* _Records shown_
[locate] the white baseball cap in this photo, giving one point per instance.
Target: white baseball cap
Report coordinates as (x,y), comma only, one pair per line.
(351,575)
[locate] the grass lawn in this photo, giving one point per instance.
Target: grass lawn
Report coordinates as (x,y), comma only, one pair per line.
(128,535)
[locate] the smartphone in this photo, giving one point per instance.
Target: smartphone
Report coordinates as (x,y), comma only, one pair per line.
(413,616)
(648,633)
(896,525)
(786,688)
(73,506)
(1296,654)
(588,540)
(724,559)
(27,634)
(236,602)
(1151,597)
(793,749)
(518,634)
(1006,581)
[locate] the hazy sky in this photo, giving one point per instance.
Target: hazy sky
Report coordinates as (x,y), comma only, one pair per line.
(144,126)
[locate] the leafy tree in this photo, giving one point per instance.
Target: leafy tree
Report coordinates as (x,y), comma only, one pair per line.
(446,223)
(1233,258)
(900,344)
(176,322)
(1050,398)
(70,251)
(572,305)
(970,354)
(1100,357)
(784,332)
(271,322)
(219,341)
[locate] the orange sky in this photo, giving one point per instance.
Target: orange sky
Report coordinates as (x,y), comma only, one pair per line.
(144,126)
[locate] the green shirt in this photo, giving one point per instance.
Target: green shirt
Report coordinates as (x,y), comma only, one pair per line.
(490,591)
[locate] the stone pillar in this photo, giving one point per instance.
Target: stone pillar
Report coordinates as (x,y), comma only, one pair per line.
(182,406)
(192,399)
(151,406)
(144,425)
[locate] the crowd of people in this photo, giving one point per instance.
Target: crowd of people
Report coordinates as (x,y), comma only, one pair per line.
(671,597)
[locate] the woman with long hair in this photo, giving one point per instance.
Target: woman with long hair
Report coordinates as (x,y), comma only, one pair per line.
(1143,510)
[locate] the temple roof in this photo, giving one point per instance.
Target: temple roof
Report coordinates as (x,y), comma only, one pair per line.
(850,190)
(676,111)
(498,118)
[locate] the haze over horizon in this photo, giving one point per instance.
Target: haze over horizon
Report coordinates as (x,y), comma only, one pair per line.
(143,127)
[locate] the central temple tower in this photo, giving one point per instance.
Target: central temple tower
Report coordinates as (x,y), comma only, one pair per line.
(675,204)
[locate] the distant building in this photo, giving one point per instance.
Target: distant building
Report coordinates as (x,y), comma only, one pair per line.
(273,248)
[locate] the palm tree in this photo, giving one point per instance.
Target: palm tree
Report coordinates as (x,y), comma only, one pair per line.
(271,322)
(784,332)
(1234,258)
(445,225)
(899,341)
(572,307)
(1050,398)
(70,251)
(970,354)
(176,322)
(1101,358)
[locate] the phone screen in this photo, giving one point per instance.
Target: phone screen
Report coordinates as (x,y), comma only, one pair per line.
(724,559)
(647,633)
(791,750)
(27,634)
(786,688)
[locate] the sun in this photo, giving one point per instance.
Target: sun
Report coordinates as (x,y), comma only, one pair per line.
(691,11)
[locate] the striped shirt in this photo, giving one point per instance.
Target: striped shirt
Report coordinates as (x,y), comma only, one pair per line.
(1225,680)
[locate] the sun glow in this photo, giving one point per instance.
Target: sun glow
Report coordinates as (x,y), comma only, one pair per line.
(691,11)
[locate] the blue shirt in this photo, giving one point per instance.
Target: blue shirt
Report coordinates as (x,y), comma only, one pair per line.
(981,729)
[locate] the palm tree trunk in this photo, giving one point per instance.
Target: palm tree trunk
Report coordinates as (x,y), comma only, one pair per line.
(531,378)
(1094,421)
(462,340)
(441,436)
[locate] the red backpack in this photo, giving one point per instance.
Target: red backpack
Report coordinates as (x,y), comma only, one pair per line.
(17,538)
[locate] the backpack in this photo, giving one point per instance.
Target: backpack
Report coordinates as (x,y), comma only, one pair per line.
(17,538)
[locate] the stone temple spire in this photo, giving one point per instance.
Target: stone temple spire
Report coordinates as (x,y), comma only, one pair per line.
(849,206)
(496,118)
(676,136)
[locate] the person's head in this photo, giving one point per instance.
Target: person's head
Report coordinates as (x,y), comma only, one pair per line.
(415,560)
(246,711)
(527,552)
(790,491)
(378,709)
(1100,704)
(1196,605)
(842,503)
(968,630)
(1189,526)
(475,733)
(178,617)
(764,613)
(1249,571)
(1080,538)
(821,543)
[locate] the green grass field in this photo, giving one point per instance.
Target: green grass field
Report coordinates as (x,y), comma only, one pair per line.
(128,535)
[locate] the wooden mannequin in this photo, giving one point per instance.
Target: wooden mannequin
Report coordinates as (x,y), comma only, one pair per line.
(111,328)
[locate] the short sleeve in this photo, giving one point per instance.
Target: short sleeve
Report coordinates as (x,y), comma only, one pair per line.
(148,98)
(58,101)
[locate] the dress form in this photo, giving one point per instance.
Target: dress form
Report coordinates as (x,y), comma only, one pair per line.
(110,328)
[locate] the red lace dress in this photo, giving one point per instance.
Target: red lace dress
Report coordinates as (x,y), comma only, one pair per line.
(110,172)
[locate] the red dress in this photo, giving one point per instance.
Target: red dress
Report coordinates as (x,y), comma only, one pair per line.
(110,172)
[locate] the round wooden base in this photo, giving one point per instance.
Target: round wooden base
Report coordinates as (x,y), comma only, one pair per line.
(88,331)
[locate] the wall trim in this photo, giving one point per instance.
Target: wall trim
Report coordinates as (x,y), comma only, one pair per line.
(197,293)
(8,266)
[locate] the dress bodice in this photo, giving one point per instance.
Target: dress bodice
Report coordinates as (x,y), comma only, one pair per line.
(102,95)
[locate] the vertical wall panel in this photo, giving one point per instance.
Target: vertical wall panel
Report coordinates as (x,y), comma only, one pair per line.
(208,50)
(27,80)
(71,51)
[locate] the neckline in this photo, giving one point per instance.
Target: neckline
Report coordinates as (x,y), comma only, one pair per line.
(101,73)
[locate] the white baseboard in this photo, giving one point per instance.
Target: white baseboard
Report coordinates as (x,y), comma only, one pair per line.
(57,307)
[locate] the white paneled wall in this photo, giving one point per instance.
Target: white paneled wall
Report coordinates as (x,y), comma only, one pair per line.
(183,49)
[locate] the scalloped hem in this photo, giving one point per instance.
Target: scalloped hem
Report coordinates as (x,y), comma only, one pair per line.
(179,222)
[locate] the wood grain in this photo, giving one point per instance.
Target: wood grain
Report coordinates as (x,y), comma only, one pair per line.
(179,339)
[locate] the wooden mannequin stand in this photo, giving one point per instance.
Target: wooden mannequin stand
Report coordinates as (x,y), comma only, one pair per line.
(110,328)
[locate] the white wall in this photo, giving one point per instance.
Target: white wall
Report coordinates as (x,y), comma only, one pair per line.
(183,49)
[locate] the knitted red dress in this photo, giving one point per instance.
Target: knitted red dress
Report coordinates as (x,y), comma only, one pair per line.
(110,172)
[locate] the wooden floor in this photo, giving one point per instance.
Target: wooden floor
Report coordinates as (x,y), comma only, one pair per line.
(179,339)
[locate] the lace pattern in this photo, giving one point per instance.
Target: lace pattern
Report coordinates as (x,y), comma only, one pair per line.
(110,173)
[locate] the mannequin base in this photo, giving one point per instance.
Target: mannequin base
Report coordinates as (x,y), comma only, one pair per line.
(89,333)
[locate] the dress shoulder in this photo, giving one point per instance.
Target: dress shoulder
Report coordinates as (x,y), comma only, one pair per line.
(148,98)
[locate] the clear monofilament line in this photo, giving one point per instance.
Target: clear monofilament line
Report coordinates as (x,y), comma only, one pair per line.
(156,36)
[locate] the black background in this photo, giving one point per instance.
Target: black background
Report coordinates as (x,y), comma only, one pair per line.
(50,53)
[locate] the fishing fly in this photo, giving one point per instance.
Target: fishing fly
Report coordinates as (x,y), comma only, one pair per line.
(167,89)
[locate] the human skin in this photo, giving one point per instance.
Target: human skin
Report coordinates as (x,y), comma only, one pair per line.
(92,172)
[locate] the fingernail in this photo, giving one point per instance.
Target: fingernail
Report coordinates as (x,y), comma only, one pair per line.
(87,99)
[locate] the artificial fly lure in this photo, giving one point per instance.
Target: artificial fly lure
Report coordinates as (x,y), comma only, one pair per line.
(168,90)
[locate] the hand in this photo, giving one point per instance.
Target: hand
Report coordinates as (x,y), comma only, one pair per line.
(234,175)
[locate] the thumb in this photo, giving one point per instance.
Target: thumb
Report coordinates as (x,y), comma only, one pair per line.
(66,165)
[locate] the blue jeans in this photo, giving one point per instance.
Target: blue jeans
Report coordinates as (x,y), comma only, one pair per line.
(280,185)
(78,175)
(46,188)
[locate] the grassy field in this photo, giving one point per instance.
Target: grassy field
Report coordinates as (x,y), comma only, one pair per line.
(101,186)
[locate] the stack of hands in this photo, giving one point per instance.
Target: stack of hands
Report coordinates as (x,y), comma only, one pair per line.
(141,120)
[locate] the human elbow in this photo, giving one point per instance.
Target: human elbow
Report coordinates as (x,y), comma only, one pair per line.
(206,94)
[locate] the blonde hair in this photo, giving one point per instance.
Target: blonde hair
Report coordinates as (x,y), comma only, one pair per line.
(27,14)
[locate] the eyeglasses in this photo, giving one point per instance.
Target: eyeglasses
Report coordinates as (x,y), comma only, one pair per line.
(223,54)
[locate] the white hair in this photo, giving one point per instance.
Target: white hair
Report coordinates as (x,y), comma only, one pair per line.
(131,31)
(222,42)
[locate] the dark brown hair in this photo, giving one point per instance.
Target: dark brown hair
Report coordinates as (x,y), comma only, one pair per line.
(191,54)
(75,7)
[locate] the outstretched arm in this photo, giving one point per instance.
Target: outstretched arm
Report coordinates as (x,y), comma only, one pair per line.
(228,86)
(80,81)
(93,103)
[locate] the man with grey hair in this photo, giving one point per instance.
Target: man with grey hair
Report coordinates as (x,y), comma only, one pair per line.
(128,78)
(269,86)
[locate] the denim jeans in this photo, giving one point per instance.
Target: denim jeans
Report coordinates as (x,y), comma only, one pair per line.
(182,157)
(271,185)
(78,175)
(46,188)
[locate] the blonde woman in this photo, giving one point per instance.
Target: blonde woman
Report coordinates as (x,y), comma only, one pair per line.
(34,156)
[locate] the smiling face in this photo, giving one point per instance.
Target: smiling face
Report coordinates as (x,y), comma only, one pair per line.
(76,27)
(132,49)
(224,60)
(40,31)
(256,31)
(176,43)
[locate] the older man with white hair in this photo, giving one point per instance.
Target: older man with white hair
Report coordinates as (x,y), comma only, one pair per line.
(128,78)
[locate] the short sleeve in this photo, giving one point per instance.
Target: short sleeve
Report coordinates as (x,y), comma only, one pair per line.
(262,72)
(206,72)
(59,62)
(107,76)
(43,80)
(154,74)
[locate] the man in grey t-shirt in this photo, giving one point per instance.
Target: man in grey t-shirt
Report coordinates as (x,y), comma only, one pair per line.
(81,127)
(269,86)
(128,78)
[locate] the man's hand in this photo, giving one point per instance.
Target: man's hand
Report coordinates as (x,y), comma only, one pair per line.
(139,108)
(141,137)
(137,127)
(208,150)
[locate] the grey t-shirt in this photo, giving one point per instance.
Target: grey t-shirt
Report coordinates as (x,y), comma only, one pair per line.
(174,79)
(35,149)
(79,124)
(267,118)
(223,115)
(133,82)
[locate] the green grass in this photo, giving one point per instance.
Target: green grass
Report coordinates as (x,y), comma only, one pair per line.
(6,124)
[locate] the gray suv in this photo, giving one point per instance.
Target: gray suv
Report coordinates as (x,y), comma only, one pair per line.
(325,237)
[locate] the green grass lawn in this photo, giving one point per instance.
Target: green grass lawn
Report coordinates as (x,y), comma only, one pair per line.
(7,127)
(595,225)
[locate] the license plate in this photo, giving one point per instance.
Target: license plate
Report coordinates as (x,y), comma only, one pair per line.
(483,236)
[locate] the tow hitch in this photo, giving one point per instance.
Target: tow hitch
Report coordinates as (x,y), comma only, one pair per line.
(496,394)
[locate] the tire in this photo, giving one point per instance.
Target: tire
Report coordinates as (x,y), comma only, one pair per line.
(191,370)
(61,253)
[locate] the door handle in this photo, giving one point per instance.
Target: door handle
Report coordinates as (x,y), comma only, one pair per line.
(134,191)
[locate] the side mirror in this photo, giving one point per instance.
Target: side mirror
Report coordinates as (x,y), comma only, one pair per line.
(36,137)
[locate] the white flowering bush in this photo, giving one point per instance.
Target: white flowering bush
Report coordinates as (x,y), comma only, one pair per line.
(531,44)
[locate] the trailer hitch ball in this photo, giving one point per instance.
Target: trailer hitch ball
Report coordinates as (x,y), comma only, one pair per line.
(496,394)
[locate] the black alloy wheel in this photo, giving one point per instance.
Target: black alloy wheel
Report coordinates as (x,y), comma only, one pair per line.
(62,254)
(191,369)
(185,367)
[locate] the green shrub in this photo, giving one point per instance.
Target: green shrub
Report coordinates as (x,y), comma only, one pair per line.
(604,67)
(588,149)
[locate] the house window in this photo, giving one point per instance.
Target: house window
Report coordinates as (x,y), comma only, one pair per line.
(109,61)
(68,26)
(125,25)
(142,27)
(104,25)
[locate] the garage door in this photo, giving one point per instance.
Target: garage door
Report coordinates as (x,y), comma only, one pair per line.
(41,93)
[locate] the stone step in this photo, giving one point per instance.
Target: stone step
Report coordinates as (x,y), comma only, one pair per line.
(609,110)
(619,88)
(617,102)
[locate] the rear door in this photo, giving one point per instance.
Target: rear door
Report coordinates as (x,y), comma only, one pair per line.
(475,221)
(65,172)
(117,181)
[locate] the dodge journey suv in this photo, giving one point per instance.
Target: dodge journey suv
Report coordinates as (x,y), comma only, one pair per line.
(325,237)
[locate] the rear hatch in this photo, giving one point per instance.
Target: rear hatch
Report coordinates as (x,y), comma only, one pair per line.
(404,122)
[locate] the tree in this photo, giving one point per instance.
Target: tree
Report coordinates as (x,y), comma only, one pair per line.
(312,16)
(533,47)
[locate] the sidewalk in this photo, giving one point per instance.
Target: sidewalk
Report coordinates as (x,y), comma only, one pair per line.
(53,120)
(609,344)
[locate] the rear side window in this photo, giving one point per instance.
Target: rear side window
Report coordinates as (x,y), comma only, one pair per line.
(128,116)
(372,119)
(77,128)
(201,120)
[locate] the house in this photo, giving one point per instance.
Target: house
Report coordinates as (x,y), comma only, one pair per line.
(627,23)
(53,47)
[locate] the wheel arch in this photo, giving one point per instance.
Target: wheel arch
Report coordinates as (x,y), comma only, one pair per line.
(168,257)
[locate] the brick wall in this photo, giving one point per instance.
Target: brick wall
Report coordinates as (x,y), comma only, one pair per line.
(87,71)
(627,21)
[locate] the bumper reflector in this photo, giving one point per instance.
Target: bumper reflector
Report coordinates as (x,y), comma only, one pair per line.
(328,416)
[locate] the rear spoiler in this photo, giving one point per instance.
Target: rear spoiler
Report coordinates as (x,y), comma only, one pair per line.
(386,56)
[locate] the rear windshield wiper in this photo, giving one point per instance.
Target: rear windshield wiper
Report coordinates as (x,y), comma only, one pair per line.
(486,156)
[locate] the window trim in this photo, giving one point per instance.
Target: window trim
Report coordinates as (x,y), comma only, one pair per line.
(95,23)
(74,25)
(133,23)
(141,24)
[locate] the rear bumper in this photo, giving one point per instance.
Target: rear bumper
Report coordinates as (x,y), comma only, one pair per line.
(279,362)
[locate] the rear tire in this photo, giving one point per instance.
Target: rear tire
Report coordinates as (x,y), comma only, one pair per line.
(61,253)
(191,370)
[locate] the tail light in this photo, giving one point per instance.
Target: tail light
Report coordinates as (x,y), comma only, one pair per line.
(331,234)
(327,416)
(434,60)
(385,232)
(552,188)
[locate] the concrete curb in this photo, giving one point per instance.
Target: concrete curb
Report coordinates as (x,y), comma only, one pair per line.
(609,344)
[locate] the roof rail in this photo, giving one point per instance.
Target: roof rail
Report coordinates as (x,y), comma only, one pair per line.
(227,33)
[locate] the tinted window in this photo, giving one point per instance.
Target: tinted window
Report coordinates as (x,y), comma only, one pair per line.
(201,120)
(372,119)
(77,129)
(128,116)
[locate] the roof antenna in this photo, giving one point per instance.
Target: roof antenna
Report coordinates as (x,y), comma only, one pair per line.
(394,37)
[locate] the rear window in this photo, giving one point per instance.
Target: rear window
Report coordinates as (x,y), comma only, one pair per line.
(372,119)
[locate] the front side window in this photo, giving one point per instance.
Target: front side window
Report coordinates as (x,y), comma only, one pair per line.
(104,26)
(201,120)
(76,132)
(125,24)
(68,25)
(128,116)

* _What to work on_
Starting with the line that contains "[locate] the rear window" and going on through the final line of the entries, please recast those lines as a numbered list, leaving out any blank lines.

* _Solution for this exercise_
1. [locate] the rear window in this photo, giving one point per instance.
2. Target: rear window
3. Report coordinates as (x,y), comma only, one pair per line.
4. (372,119)
5. [locate] the front side window in this photo, giving one point per instance.
6. Target: front side window
7. Report coordinates as (x,y), comma only, one pair per line.
8. (104,26)
9. (201,120)
10. (76,132)
11. (125,24)
12. (68,25)
13. (128,116)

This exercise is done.